Material provided:

○ ○ ○

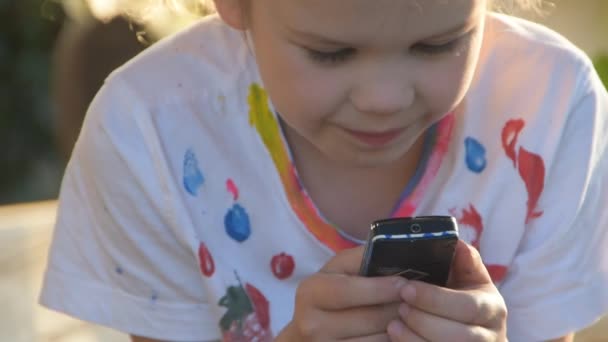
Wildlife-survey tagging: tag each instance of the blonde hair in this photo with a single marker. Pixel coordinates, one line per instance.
(166, 16)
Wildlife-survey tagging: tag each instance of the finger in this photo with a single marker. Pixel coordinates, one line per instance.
(347, 261)
(435, 328)
(468, 270)
(362, 321)
(373, 338)
(399, 332)
(338, 292)
(478, 307)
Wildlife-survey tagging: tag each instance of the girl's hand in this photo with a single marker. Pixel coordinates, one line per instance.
(471, 309)
(336, 304)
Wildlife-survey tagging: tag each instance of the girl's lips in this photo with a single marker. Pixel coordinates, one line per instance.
(376, 139)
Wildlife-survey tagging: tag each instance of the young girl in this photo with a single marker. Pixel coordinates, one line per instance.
(225, 179)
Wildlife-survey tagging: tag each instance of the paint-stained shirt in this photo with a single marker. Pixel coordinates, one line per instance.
(182, 216)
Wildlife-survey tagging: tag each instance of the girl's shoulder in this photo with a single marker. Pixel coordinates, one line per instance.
(206, 60)
(510, 36)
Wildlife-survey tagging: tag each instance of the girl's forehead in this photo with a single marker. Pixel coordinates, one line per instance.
(355, 18)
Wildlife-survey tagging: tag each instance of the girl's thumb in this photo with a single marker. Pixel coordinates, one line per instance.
(468, 269)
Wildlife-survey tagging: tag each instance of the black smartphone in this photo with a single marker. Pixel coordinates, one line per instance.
(417, 248)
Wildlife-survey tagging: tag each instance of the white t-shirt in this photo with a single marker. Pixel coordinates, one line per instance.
(182, 218)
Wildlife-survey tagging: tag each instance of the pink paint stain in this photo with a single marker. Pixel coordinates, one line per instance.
(231, 187)
(207, 264)
(471, 218)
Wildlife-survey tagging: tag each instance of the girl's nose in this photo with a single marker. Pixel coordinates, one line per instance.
(383, 95)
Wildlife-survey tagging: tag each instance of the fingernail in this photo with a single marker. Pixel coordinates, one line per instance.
(404, 309)
(400, 282)
(395, 328)
(408, 293)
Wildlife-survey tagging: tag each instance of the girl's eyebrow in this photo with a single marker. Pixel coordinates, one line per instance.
(311, 36)
(455, 30)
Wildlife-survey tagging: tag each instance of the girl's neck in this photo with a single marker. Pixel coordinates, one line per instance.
(348, 196)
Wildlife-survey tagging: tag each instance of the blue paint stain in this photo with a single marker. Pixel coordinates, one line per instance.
(237, 223)
(475, 155)
(193, 177)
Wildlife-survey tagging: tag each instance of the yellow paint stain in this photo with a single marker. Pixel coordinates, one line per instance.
(267, 125)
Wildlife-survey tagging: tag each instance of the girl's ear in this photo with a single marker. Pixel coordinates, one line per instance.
(232, 12)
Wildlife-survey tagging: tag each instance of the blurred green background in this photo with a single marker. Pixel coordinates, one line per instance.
(39, 39)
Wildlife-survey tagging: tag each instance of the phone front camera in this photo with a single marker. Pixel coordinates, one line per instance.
(415, 228)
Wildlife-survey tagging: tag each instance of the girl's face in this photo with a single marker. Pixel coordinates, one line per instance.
(361, 80)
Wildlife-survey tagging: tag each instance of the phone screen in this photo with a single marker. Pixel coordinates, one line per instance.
(427, 259)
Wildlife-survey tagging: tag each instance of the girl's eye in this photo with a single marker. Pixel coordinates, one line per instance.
(331, 57)
(437, 49)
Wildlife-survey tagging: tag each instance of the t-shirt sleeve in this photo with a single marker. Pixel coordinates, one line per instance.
(120, 255)
(558, 282)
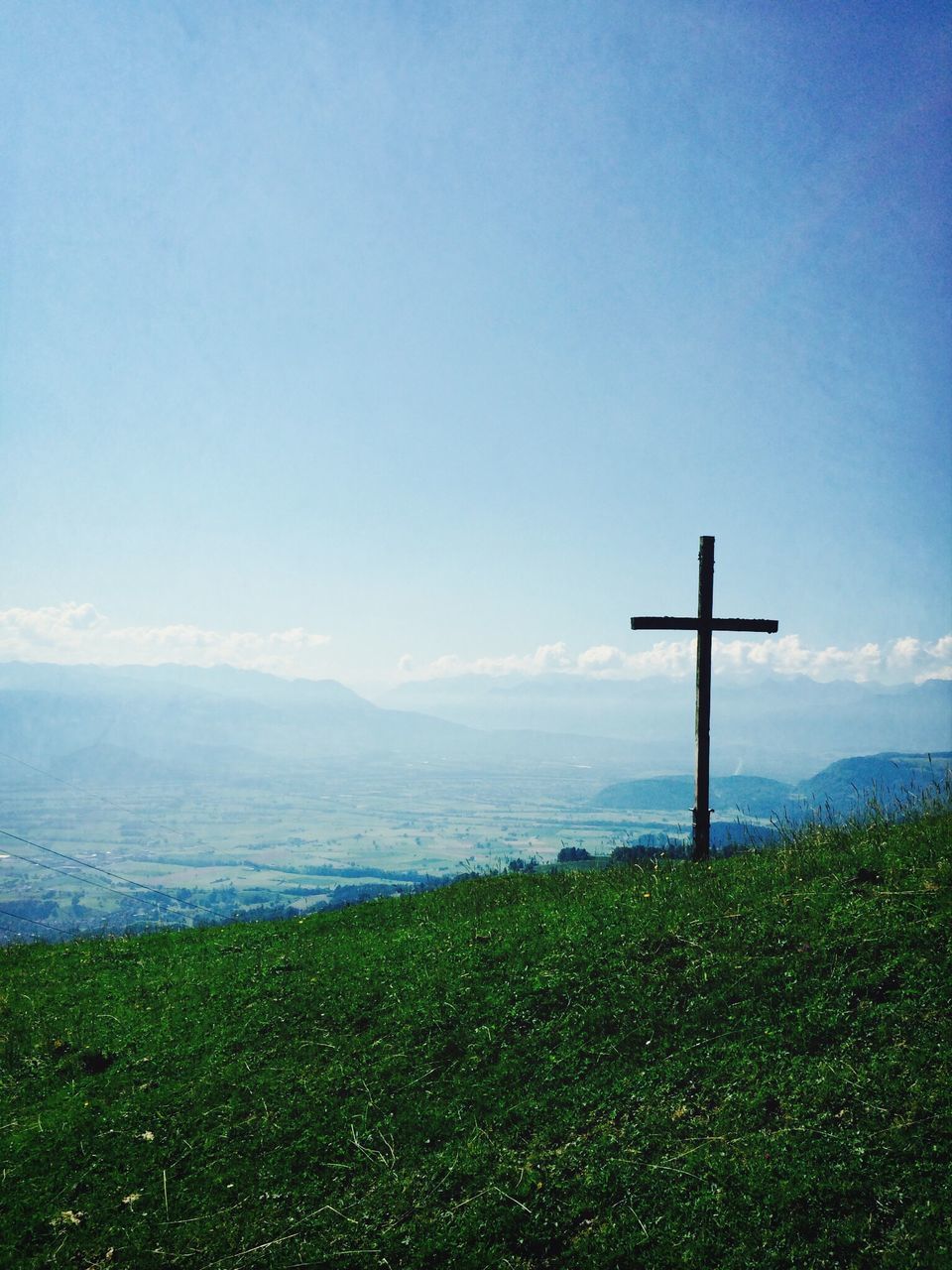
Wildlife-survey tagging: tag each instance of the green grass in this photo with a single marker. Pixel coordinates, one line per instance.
(746, 1065)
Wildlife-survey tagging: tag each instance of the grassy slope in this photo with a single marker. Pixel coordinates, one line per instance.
(739, 1066)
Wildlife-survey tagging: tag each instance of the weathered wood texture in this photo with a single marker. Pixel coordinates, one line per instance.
(705, 624)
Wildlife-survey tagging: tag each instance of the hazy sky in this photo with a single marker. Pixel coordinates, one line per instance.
(334, 334)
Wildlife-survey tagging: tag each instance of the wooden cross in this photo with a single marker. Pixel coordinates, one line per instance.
(705, 624)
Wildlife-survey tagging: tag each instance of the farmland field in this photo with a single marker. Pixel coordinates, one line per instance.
(296, 841)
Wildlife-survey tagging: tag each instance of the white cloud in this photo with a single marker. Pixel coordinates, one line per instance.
(901, 661)
(75, 634)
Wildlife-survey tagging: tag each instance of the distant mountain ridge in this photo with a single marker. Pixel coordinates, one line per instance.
(204, 721)
(842, 788)
(780, 726)
(189, 721)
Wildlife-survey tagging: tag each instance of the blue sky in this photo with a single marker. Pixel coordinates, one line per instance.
(343, 333)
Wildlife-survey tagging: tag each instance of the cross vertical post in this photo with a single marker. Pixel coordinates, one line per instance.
(705, 624)
(702, 712)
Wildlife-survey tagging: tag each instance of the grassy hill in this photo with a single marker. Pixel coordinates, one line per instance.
(746, 1065)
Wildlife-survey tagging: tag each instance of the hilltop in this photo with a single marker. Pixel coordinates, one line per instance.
(746, 1065)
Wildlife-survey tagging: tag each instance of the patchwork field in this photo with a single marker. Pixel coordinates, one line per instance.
(321, 835)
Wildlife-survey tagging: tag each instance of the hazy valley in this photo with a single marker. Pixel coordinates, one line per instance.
(243, 794)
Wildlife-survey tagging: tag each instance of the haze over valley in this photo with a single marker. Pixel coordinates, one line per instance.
(246, 794)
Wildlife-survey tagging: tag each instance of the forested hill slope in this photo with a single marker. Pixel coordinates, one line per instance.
(842, 788)
(746, 1065)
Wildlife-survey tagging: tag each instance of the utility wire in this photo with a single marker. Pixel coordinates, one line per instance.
(99, 798)
(85, 864)
(19, 917)
(68, 873)
(128, 811)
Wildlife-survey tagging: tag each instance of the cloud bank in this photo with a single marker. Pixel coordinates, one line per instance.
(900, 661)
(73, 633)
(76, 634)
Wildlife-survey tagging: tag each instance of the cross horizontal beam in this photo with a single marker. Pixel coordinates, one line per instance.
(712, 624)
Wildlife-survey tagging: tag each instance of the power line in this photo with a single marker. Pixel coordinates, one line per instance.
(19, 917)
(99, 798)
(66, 873)
(108, 873)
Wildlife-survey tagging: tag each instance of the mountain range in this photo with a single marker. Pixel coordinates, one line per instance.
(176, 721)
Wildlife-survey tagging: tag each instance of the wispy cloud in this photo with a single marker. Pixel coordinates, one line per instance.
(75, 634)
(900, 661)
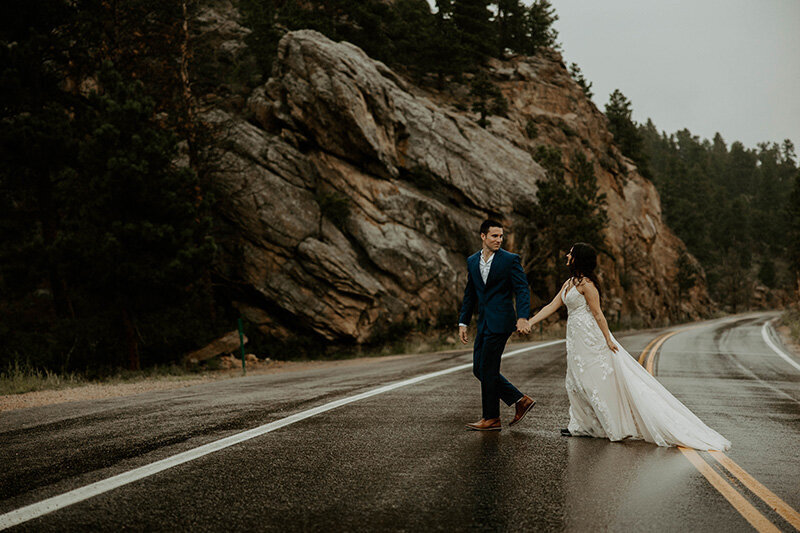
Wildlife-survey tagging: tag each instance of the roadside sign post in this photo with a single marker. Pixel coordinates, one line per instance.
(241, 346)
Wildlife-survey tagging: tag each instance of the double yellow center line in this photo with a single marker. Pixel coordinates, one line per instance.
(725, 465)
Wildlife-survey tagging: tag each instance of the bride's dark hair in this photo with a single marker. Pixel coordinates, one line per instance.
(584, 261)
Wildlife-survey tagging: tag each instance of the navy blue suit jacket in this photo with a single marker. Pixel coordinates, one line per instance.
(506, 281)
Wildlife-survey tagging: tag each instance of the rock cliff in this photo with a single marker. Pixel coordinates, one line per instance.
(351, 198)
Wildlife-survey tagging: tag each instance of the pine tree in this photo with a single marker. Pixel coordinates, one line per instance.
(133, 236)
(626, 135)
(577, 75)
(487, 98)
(540, 19)
(477, 33)
(563, 214)
(793, 233)
(511, 27)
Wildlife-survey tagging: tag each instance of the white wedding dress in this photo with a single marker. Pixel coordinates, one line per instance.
(612, 396)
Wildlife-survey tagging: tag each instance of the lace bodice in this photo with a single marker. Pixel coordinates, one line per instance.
(612, 396)
(574, 300)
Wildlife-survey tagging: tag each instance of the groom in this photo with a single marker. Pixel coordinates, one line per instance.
(494, 276)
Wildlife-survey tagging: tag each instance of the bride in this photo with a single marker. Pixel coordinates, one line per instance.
(610, 395)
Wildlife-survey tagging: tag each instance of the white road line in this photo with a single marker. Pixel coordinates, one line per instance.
(49, 505)
(766, 336)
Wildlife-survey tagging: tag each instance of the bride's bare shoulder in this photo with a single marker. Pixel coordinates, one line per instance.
(584, 284)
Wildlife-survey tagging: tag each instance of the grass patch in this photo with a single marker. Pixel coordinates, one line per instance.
(18, 378)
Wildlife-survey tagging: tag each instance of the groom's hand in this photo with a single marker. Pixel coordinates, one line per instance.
(462, 334)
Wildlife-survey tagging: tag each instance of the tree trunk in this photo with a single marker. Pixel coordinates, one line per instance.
(131, 342)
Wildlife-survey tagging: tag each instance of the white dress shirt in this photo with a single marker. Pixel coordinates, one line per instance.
(484, 265)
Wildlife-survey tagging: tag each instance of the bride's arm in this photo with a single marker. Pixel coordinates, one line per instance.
(589, 292)
(547, 310)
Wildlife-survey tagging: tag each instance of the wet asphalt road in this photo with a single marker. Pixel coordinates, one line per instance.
(402, 460)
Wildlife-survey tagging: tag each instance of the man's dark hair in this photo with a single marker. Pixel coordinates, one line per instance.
(490, 223)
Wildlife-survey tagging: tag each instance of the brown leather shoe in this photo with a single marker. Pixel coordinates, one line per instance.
(493, 424)
(523, 405)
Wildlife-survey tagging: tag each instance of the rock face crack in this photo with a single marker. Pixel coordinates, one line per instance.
(408, 181)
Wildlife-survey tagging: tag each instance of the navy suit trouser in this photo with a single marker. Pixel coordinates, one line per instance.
(486, 366)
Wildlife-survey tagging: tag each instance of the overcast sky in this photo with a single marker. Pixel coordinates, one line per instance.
(731, 66)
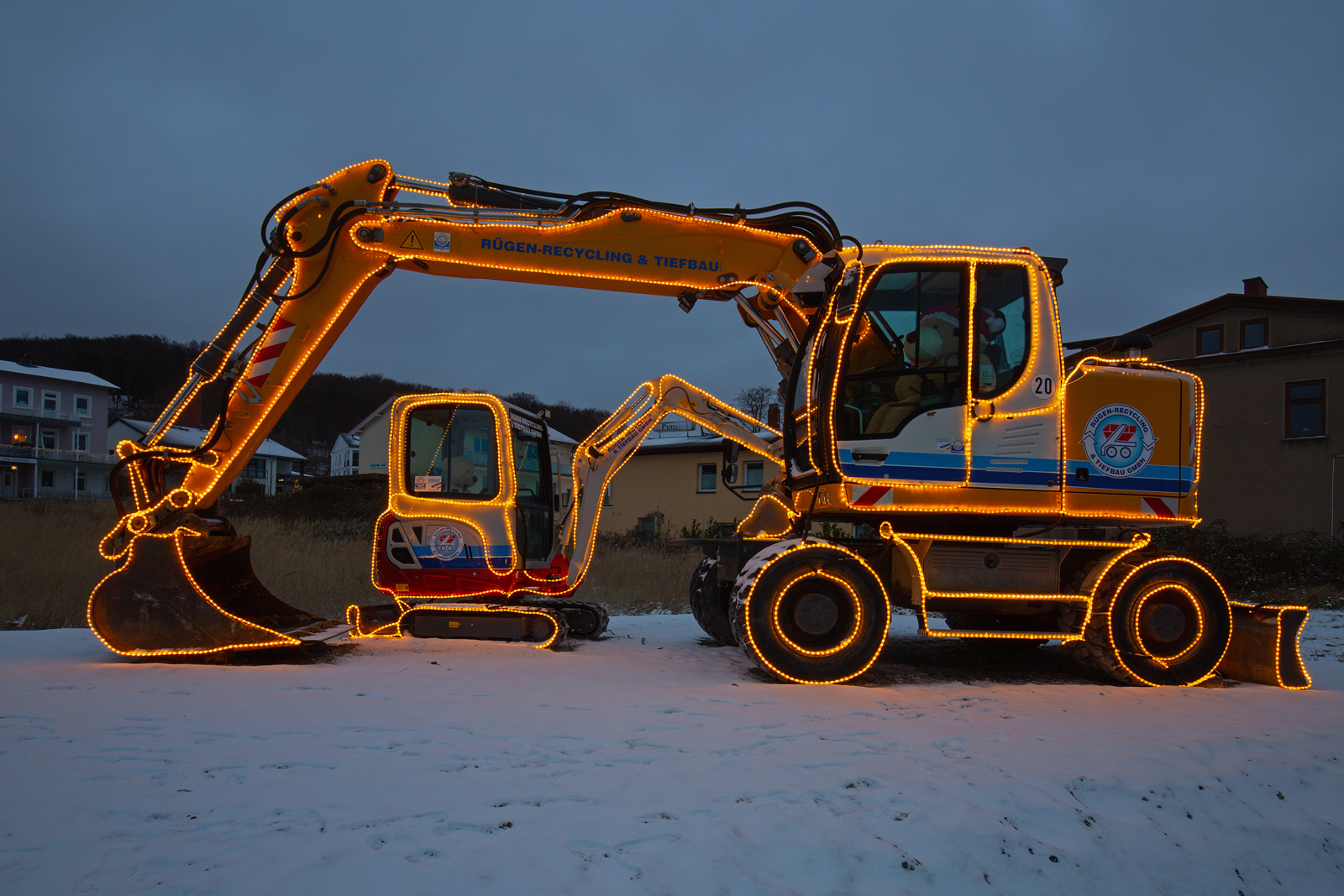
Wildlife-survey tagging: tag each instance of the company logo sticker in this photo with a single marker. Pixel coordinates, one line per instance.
(447, 543)
(1119, 441)
(952, 446)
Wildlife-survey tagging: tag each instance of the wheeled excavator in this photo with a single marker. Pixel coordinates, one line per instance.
(1001, 492)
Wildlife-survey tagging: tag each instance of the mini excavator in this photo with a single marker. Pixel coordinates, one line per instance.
(1000, 490)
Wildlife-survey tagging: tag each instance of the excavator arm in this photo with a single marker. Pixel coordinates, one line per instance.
(600, 456)
(185, 582)
(338, 241)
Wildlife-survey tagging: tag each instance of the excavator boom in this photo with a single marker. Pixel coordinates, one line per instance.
(331, 244)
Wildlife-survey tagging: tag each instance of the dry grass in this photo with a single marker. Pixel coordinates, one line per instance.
(49, 564)
(638, 580)
(49, 559)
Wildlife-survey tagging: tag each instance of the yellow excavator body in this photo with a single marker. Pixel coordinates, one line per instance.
(990, 481)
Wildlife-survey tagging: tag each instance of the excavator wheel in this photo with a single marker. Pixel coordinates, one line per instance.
(810, 613)
(1158, 621)
(710, 602)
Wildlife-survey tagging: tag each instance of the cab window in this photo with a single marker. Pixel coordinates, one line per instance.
(450, 453)
(1003, 327)
(905, 352)
(534, 490)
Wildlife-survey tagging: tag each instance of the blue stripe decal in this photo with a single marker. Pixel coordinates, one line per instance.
(890, 472)
(501, 558)
(1023, 472)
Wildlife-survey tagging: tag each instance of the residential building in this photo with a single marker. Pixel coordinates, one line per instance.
(272, 468)
(366, 449)
(676, 473)
(344, 457)
(1273, 371)
(53, 432)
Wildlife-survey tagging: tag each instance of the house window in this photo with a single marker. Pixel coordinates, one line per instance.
(1256, 333)
(754, 476)
(1304, 410)
(1209, 340)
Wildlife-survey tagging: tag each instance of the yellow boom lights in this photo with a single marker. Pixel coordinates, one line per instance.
(1007, 488)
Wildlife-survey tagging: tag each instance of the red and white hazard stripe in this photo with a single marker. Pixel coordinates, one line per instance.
(871, 495)
(270, 347)
(1158, 506)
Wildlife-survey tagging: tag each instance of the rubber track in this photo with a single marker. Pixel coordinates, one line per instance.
(553, 604)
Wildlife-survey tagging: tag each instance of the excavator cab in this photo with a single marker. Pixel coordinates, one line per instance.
(468, 546)
(470, 506)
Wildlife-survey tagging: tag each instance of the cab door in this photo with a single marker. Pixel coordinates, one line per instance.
(1015, 382)
(900, 416)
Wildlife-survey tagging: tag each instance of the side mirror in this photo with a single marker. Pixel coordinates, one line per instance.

○ ○ ○

Exercise task: Locate the line that contains "Wildlife-survey tagging: tag each instance of the house", then please quote it and every line after it to the end of the entries above, exactly and with nothing else.

Problem solution:
Wildlife-survey tagging: tag each instance of the house window in this photo with a single marker. Pixel coordinates, one line per instance.
(1256, 333)
(754, 476)
(1304, 410)
(1209, 340)
Wildlife-survey tagging: tag each instance of the yellow boom lights in this photo with a single marker. Pixel coordinates, one line per instance.
(1007, 488)
Wildlife-survey tagging: tag each instance of the red and white hazard stripe in this photo with a single marker. Pixel coordinates, one line per instance.
(871, 495)
(270, 347)
(1158, 506)
Wildlife-survey tagging: tag each instance of the rubber track in this photo with a single marker. Pixel coordinates, one line per instance.
(553, 604)
Wildlife-survey tagging: tag each instance of the excavator cab in this photo with a single marker. Pixel coordinates, one line per instance.
(468, 546)
(470, 506)
Wildlife-survey tagging: tag each instance of the cab door in this photo with a single marker. Pixel coordinates, one line per instance.
(1015, 382)
(900, 416)
Wildlife-survey tagging: tag each instance of the side mirror in this photo with a single marker. Pixel coordinates, one line per instance.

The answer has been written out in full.